◆ Text excerpt ◆
^^^^^^^^^^^^^^^^

I recently attended an alumni event for my university. It got me thinking about school and well, here is part 1 of 3:
What was I most influenced by in school? The easy answer is the professors. They were amazing. But there’s more to school than just the classes. Maybe it was the other students, the environment, the non-design-related experiences. Maybe it was myself. It was probably all of those and more. Intangibles. Feelings, thoughts, ideas. Moments.
College was a time of discovery and mind opening. Exploring vast new cultural vistas. I met and befriended all of the types of people whom I couldn’t while growing up in the New Jersey suburbs. The University of the Arts in Philadelphia, as the only university in the country devoted completely to the arts, became the stage on which I grew into an artist and designer. There were musicians and actors and painters and photographers and dancers and too many other classifications of artists to mention. There was no campus. Like so many other city schools, students and the public walked side by side on the way to class and to work.
There are moments from my days as an undergrad that stick out in my head like they happened yesterday. Moments that will also stay with me forever.
I remember in my first drawing class in college, we all had to hang up our first assignment on the big crit wall. The professor asked the class if anyone liked their work or thought they did a good job. Now, things were very competitive, even early on, not to mention this was an obvious setup for criticism. At least 60 seconds of silence followed. No one so much as blinked. I raised my hand to what seemed like half laughter and half horrified gasps. I can picture a fellow student, in slow-motion, silently mouthing, “nooooooo!” like we were sitting in “The Breakfast Club” and I was about to be rack up my 12th Saturday detention. “You mess with the bull, you get the horns.” Nothing bad came of it. I survived and certainly made an impression.
I remember a fellow student calling me over in the computer lab for a, “whadaya think of this?” This student was and still is a close friend of mine and I had to decide whether to tell her it was great or that it was not-so-great. It was really just OK. I said, “Lisa, you’re better than that.” And she was better than that, and she said, “You’re right, I am better than that.” I still tell her that to this day.

^^^^^^^^^^^^^^^^

◆ Records for the task ◆
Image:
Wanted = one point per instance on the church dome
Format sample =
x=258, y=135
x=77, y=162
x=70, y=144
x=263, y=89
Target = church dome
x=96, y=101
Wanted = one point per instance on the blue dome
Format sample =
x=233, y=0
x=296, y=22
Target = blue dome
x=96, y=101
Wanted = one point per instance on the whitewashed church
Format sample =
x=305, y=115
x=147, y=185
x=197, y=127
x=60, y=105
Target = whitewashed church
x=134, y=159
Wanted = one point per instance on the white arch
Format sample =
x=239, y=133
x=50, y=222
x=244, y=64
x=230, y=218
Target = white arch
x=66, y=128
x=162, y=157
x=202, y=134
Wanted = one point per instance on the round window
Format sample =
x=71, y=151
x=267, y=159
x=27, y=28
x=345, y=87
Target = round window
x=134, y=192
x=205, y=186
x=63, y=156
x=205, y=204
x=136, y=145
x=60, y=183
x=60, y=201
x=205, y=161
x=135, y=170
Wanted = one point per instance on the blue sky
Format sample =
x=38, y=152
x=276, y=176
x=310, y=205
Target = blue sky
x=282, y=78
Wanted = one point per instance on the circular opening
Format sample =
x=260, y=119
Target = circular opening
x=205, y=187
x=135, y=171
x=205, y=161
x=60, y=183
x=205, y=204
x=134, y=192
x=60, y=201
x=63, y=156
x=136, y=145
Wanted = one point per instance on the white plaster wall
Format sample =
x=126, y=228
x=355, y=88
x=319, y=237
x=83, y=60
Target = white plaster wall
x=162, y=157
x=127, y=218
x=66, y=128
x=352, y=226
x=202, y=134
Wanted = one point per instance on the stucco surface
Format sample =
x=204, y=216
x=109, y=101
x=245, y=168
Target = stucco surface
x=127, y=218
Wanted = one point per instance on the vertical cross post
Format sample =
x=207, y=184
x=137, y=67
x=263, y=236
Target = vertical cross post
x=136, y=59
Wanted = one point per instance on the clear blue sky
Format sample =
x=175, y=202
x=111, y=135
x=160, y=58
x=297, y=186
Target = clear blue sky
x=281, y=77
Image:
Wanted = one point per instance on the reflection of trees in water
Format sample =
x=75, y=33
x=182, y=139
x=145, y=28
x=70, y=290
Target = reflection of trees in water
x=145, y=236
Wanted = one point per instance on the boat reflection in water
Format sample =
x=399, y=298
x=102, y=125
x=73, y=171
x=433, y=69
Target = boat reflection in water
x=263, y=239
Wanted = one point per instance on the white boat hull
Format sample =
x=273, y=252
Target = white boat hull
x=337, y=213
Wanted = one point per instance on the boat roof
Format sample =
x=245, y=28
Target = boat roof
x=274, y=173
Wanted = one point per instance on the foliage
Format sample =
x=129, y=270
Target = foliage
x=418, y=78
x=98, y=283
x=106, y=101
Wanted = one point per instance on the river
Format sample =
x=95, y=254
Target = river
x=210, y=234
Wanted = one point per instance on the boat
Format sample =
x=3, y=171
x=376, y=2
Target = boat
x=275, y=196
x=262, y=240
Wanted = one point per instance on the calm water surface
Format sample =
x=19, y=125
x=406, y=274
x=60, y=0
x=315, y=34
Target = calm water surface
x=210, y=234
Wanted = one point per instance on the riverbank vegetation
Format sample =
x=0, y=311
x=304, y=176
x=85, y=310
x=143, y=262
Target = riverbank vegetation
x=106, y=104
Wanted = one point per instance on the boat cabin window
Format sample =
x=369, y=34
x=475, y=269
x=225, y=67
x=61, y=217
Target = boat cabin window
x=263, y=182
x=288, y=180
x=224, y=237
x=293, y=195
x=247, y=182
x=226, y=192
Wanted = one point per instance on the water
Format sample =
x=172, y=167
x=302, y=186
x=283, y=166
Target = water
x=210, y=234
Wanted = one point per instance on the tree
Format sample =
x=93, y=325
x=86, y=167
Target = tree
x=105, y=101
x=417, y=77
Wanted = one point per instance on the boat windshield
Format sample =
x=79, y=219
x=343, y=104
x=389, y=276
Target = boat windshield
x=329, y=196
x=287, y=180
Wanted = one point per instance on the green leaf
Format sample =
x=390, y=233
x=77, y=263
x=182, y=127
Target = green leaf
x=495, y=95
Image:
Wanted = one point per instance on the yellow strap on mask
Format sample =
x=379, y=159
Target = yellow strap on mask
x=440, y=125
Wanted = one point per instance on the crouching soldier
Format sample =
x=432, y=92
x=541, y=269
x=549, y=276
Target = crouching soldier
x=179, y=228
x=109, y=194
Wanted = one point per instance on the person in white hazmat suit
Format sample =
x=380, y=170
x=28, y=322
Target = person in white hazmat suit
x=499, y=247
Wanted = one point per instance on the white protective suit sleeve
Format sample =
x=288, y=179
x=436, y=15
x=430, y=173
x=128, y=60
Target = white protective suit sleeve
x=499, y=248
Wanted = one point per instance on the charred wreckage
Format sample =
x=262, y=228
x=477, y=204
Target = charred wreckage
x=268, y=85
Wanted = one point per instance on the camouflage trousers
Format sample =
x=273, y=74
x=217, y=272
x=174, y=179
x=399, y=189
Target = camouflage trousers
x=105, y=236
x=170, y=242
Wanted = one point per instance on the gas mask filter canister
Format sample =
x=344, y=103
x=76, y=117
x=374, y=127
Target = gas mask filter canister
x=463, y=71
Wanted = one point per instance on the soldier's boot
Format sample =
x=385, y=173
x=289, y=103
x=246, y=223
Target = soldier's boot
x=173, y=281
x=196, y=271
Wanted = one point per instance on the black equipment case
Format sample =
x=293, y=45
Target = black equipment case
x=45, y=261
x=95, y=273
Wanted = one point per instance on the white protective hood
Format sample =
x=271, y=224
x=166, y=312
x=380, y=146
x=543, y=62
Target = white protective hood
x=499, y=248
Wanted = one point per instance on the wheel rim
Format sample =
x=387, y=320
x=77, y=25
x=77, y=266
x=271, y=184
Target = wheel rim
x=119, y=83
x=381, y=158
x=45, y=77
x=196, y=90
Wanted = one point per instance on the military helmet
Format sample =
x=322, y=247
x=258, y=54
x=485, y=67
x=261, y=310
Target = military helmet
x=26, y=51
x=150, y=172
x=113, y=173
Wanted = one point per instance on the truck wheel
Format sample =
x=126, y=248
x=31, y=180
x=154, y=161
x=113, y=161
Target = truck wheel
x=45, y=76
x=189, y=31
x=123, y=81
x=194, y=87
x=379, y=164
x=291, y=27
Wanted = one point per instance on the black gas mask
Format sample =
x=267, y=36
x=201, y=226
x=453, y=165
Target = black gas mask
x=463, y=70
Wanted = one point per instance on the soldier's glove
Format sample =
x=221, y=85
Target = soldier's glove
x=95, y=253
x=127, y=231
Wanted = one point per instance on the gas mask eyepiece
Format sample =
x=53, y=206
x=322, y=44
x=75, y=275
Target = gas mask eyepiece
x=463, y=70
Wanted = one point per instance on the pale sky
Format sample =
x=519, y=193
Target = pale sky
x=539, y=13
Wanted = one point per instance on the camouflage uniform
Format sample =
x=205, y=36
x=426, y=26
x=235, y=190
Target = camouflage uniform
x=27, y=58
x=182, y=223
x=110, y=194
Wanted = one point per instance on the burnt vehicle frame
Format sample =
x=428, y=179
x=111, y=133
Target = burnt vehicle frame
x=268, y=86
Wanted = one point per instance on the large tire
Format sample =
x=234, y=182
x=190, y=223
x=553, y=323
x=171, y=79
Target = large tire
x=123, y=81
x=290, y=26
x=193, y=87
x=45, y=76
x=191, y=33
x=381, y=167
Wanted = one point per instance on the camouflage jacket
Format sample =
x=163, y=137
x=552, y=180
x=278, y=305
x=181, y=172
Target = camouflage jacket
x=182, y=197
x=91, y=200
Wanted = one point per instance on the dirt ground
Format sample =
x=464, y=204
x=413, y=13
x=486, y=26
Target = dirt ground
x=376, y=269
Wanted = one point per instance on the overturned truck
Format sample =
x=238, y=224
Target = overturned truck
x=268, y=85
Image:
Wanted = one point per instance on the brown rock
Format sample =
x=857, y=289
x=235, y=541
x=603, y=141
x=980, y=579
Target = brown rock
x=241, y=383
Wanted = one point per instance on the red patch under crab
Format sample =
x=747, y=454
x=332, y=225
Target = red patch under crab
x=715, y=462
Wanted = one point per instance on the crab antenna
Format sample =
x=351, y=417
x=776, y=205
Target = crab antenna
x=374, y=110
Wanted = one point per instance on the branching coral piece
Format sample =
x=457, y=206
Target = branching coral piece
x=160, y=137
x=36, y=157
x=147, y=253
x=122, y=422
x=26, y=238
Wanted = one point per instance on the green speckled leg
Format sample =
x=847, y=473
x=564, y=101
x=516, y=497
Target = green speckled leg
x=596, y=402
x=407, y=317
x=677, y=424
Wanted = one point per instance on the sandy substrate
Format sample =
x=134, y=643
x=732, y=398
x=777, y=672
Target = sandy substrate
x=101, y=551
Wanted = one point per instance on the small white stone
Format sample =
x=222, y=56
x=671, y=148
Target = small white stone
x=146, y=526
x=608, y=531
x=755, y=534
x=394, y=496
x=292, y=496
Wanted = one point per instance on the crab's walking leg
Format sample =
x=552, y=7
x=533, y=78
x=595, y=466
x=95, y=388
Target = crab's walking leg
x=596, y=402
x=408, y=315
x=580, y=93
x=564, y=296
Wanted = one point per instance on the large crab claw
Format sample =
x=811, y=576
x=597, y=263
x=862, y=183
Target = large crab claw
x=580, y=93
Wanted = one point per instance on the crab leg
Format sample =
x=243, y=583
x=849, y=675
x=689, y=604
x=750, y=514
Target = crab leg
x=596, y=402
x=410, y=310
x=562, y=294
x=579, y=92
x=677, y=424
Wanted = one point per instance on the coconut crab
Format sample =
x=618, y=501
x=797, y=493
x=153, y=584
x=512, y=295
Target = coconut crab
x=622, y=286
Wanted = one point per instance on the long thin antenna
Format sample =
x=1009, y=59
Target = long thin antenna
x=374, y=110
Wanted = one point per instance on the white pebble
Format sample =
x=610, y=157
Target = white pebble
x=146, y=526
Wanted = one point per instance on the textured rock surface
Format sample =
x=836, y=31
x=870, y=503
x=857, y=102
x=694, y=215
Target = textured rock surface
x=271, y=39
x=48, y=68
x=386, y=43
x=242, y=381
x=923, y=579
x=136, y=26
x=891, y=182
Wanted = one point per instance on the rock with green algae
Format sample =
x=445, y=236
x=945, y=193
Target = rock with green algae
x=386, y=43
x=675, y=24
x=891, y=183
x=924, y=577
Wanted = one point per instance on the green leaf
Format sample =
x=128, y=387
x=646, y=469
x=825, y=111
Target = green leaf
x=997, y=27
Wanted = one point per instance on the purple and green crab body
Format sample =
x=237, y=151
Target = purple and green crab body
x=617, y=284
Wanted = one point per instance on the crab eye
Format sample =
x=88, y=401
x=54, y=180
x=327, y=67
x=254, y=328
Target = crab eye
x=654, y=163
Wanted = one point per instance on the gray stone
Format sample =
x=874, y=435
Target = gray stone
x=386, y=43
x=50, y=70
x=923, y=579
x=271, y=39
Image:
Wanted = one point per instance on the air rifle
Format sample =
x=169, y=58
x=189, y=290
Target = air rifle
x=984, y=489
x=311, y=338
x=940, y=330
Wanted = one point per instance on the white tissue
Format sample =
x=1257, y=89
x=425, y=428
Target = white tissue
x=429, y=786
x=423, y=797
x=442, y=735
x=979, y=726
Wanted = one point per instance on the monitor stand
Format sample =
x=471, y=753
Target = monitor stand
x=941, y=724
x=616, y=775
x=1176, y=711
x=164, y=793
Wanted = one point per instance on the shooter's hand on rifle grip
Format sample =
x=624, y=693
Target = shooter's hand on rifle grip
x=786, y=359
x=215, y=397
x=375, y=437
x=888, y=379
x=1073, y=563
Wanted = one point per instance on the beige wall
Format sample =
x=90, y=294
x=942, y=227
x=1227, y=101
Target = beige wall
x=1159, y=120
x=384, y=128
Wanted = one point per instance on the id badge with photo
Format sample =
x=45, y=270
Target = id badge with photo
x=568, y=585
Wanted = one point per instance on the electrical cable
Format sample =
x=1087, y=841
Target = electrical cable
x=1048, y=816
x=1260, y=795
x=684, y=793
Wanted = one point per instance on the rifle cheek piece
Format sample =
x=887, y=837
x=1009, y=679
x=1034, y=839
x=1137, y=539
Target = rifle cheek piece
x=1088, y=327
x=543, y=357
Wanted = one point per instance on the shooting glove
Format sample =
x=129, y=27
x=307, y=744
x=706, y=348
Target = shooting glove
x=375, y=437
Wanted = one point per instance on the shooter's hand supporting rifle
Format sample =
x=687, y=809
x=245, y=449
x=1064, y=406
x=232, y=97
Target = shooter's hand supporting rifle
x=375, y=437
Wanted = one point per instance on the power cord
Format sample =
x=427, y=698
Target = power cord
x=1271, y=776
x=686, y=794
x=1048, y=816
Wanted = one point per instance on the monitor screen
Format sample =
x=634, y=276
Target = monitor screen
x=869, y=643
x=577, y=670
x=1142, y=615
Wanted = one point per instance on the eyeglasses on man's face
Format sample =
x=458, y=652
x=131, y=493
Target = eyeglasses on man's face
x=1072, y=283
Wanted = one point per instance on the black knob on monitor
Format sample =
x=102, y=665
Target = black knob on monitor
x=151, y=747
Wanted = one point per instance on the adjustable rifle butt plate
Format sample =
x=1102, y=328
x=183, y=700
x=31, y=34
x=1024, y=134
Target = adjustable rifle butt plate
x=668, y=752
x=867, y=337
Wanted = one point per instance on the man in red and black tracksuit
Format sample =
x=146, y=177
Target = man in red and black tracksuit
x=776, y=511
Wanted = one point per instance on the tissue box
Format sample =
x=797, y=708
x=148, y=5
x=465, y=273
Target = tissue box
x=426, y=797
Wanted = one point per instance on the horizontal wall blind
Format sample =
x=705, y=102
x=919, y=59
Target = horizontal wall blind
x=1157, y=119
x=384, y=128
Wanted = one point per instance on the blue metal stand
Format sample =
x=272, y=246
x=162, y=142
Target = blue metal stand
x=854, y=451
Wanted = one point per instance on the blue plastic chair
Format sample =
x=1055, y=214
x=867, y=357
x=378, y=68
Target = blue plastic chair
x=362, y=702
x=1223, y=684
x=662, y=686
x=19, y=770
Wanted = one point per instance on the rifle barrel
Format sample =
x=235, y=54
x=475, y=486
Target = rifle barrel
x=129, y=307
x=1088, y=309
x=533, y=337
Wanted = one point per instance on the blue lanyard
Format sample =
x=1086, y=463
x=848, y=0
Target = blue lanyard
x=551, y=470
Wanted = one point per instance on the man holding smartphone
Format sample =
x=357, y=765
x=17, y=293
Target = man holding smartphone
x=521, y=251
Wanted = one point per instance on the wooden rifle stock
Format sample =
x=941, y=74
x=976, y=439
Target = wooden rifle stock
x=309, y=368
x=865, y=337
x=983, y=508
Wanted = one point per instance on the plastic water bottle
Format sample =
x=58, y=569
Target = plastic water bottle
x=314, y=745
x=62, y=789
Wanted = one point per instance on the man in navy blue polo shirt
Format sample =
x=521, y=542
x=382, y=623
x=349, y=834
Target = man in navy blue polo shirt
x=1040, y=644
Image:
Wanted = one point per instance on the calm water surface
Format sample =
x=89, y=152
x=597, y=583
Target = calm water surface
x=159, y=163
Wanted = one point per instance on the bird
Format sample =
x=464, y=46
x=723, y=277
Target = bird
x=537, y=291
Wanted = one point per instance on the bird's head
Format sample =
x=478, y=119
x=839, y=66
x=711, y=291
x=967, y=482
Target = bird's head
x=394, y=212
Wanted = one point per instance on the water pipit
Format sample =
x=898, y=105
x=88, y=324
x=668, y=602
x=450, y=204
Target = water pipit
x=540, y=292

^^^^^^^^^^^^^^^^

◆ To do ◆
**a.** Which kinds of artists does the essay name when describing the people at the University of the Arts? List each one.
**b.** Gather every line of the records that contains the string "butt".

◆ The results ◆
**a.** Musicians, actors, painters, photographers, and dancers.

**b.**
Wanted = one point per instance on the adjustable rifle butt plate
Target = adjustable rifle butt plate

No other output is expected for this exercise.